BEGIN RECORDS SHOWN

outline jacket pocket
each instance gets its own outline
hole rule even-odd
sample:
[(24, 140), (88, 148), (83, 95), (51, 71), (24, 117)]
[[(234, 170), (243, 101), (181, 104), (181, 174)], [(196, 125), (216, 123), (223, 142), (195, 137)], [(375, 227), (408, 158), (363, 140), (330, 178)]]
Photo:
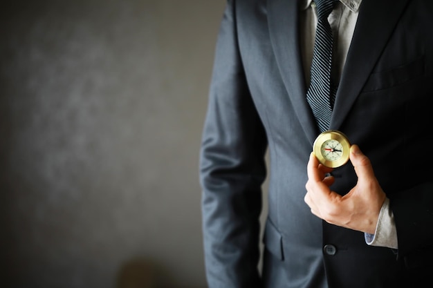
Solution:
[(284, 260), (283, 237), (269, 218), (266, 220), (263, 242), (265, 249), (280, 260)]
[(386, 89), (416, 79), (425, 73), (424, 57), (400, 66), (373, 73), (367, 79), (362, 92)]

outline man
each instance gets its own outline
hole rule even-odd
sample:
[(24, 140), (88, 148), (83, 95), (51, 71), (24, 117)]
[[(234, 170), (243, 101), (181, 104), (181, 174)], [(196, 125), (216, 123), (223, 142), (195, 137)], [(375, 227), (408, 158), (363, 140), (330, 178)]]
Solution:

END RECORDS SHOWN

#### OBJECTIVE
Format each line of the items above as a numbered list, skipping blank lines and omitting the pictures.

#### WRITTEN ANSWER
1. outline jacket pocket
2. each instance gets its own outline
3. hole rule even-odd
4. sample:
5. [(24, 140), (88, 148), (83, 95), (51, 71), (24, 117)]
6. [[(234, 170), (243, 101), (181, 104), (181, 174)], [(196, 125), (216, 123), (223, 142), (195, 137)], [(375, 227), (408, 158), (363, 140), (330, 178)]]
7. Photo:
8. Solution:
9. [(284, 260), (283, 237), (269, 218), (266, 220), (263, 242), (265, 249), (280, 260)]
10. [(386, 89), (416, 79), (425, 73), (424, 57), (400, 66), (373, 73), (367, 79), (362, 92)]
11. outline man
12. each instance gets its own outline
13. hole rule even-odd
14. sample:
15. [(24, 140), (88, 148), (83, 95), (51, 71), (24, 117)]
16. [[(234, 170), (243, 101), (181, 104), (181, 174)], [(196, 125), (216, 123), (223, 142), (195, 137)], [(375, 227), (408, 158), (363, 140), (330, 178)]]
17. Solution:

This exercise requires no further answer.